Point-based annotation data:
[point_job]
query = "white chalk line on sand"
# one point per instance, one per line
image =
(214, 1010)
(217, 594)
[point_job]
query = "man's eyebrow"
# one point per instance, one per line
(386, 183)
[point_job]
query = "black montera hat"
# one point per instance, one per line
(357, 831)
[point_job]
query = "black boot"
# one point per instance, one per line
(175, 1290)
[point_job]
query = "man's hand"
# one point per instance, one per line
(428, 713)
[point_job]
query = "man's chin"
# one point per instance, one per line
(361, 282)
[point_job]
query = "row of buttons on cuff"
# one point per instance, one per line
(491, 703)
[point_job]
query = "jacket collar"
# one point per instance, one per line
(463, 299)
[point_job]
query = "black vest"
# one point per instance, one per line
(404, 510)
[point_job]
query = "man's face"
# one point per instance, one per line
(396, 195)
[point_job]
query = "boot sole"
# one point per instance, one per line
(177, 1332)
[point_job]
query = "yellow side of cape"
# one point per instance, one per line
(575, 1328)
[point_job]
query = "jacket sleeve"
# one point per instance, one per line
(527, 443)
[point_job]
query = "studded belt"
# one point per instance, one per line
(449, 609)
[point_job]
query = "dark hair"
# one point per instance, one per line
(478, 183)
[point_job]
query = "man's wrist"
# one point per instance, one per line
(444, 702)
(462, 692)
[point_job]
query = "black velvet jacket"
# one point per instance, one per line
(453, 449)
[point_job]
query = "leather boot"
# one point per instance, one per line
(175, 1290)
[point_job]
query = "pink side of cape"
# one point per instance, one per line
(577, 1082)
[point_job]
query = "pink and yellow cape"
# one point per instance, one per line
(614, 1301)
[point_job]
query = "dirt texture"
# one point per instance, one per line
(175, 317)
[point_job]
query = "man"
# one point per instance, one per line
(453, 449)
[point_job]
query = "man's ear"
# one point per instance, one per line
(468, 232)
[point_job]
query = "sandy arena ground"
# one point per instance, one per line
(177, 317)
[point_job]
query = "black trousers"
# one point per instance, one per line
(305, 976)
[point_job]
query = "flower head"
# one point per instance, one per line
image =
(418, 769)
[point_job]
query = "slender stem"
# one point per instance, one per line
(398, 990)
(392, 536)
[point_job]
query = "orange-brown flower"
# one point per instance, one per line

§ **Task objective**: Filter the listing above down to every line that contains the word "yellow", treating uppercase and lowercase as different.

§ **Task solution**:
query = "yellow side of cape"
query = "pink and yellow cape"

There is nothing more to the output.